Natural language region descriptions:
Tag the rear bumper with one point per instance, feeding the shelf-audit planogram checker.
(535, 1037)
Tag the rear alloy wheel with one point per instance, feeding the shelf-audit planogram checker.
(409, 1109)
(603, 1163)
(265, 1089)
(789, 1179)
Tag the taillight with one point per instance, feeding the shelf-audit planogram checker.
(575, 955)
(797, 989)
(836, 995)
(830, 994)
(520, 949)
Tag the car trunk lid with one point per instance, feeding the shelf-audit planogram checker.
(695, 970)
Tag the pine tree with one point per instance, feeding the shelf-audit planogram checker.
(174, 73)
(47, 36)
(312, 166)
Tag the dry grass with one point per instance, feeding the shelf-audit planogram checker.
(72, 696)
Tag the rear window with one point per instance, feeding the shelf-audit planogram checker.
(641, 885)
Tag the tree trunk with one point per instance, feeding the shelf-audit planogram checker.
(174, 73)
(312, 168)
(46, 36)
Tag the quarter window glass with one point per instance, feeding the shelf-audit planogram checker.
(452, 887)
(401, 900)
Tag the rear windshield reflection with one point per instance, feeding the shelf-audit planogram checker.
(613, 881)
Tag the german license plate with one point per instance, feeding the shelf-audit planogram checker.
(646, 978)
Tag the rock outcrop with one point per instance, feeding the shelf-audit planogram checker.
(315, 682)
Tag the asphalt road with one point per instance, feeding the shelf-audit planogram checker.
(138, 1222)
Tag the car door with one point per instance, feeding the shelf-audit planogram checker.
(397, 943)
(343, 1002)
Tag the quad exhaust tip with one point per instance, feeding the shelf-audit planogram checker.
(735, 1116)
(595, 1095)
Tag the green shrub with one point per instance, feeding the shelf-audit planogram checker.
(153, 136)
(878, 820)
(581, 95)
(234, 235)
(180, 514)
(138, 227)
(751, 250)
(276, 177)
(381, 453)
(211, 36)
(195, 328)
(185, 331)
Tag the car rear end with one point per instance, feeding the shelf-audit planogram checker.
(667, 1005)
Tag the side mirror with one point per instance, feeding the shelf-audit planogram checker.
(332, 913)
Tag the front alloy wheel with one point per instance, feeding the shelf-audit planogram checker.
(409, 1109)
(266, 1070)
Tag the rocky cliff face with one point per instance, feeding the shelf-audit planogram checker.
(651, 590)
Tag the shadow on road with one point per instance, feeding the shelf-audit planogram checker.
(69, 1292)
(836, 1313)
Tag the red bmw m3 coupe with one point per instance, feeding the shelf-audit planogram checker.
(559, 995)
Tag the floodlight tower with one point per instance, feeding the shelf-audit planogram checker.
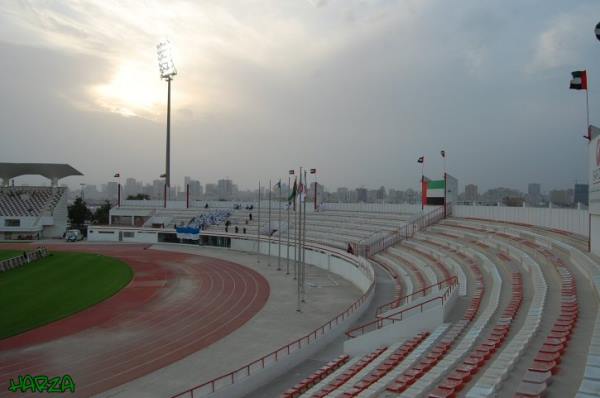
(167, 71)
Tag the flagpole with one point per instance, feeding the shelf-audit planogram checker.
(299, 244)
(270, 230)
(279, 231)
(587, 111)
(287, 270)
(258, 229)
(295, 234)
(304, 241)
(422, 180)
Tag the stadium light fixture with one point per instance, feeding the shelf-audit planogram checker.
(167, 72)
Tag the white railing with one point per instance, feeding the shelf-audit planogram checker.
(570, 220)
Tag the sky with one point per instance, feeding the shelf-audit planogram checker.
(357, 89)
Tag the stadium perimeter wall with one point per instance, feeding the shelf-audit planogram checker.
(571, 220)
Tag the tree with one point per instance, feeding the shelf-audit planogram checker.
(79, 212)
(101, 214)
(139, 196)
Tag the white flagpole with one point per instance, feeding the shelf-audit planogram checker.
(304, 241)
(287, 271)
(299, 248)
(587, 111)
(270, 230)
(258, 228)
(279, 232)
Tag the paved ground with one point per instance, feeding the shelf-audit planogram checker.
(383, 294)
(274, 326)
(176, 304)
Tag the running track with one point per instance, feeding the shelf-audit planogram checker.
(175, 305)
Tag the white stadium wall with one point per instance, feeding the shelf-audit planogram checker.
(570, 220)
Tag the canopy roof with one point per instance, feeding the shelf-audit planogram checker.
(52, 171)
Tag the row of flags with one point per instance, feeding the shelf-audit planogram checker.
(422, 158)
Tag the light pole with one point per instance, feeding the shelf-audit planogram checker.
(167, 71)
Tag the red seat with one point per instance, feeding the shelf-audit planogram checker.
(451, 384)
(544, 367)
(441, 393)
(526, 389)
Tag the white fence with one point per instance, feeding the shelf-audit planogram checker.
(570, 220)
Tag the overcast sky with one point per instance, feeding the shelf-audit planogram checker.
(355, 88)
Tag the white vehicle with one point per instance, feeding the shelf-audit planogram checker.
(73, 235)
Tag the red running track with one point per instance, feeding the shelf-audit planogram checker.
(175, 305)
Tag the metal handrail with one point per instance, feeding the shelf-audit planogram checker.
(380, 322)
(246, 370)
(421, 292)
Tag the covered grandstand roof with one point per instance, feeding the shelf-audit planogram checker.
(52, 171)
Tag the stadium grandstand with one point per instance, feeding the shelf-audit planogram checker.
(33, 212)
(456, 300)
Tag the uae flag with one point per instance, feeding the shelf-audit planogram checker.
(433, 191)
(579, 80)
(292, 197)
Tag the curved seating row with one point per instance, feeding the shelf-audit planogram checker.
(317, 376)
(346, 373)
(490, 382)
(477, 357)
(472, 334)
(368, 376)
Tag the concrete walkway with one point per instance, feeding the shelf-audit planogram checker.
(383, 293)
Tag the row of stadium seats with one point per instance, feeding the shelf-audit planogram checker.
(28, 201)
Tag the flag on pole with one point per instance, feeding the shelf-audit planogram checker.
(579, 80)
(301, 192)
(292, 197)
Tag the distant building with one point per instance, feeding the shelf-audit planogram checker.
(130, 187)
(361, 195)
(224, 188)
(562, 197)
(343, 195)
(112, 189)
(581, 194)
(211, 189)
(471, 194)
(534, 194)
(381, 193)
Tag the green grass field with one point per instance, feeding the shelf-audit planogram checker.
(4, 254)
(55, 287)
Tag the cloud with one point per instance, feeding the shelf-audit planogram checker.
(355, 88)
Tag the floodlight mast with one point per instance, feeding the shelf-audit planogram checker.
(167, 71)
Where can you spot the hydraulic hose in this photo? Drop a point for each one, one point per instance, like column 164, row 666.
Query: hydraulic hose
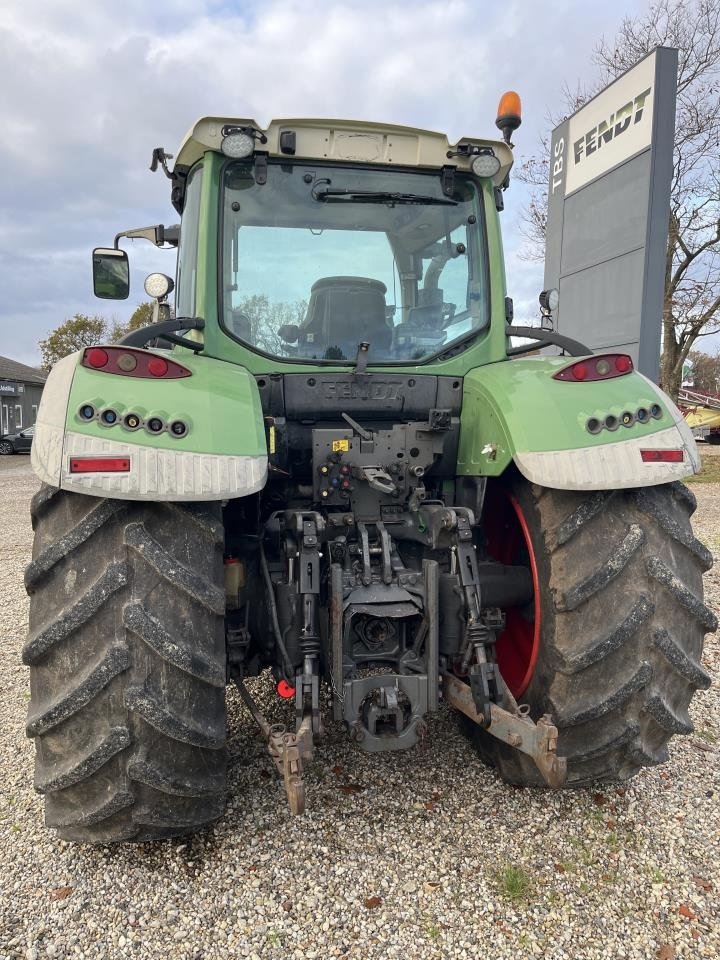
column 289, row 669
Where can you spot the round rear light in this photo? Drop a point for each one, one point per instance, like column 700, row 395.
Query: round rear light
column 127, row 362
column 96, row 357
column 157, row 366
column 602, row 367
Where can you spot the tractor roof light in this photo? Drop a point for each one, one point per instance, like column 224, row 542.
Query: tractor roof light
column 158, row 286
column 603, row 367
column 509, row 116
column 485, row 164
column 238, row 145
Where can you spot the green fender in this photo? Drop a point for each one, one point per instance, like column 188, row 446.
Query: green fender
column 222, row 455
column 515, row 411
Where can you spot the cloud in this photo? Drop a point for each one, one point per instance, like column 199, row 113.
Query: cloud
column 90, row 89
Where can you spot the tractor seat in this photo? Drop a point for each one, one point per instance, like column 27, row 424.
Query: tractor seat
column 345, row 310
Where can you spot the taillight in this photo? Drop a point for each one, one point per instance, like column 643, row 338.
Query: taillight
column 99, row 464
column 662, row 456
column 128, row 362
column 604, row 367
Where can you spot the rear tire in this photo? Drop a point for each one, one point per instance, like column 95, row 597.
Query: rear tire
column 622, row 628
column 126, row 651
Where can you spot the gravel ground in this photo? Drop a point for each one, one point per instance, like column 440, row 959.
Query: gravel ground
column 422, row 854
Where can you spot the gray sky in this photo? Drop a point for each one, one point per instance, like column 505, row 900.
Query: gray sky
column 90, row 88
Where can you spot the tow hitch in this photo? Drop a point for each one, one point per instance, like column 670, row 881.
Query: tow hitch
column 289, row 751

* * *

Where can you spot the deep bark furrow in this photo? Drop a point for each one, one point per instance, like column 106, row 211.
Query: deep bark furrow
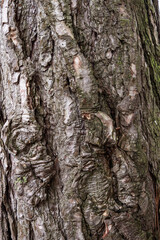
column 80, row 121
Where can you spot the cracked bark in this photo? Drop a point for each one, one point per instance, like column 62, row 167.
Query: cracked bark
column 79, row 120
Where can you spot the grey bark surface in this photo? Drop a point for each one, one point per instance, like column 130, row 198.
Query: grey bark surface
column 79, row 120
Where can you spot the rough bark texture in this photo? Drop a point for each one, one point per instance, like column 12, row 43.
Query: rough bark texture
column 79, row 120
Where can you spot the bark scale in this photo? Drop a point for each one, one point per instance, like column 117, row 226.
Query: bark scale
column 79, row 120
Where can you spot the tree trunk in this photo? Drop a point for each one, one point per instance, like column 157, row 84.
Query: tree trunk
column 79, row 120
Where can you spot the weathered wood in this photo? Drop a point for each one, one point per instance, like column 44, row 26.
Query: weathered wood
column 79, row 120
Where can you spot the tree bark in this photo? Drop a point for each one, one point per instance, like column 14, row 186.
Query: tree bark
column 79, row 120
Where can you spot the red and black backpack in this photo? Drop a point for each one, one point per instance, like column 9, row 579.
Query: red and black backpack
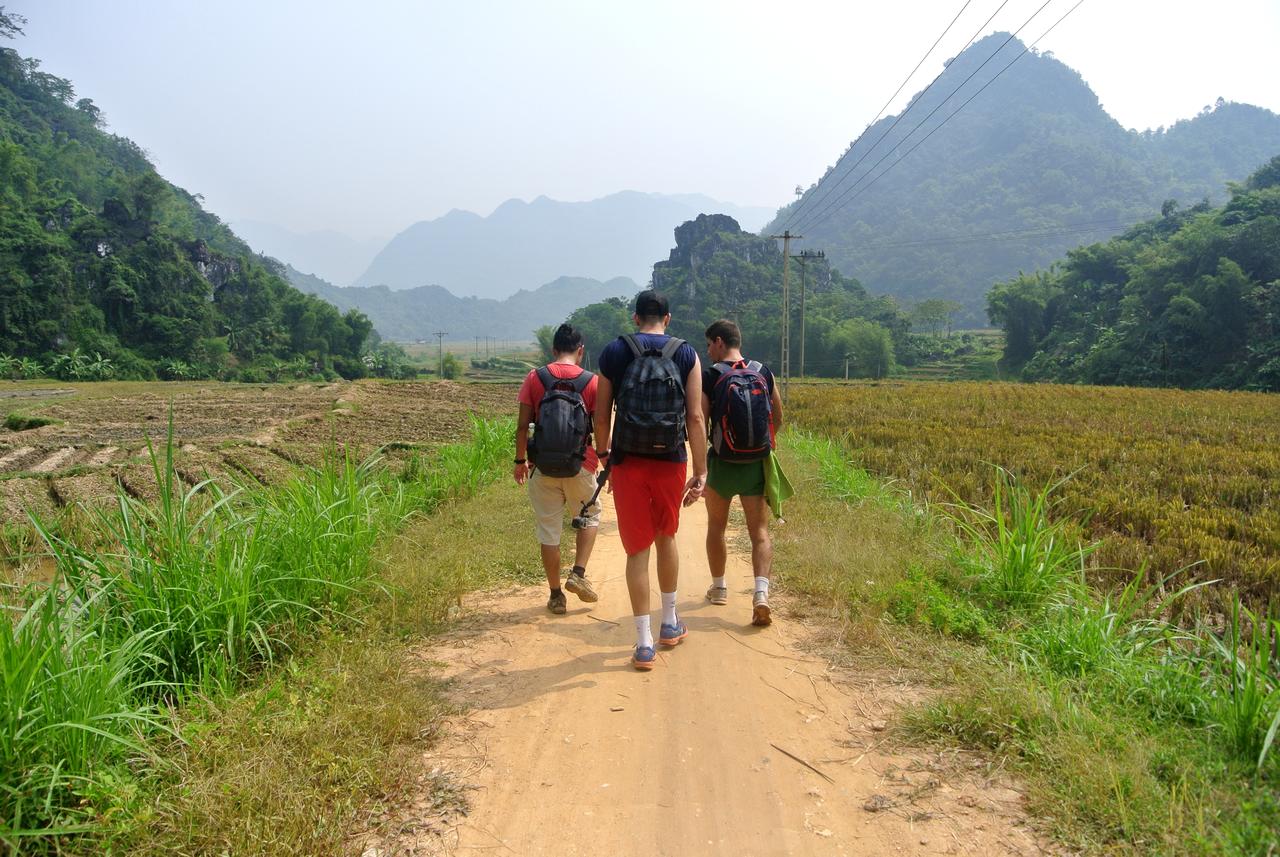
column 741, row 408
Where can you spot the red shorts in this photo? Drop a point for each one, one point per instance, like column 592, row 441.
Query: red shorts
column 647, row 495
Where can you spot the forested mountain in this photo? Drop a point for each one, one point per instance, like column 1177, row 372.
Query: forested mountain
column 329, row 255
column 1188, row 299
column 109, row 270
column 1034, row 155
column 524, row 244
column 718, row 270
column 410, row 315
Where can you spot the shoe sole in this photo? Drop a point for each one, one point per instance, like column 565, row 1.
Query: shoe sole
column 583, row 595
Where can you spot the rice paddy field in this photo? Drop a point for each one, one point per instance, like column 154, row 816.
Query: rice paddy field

▸ **Activity**
Set down precisely the lines above between the line holding "Query: cloud" and the line holding "Where can you spot the taillight", inclusive, and nothing beyond them.

▸ **Written solution**
Query: cloud
column 90, row 89
Where can you spot the tractor seat in this photo? Drop a point for each one, one point per instance, like column 27, row 424.
Query: tractor seat
column 345, row 310
Where can you spot the taillight in this photo? Drop a point for each one, one point per instance, like column 643, row 338.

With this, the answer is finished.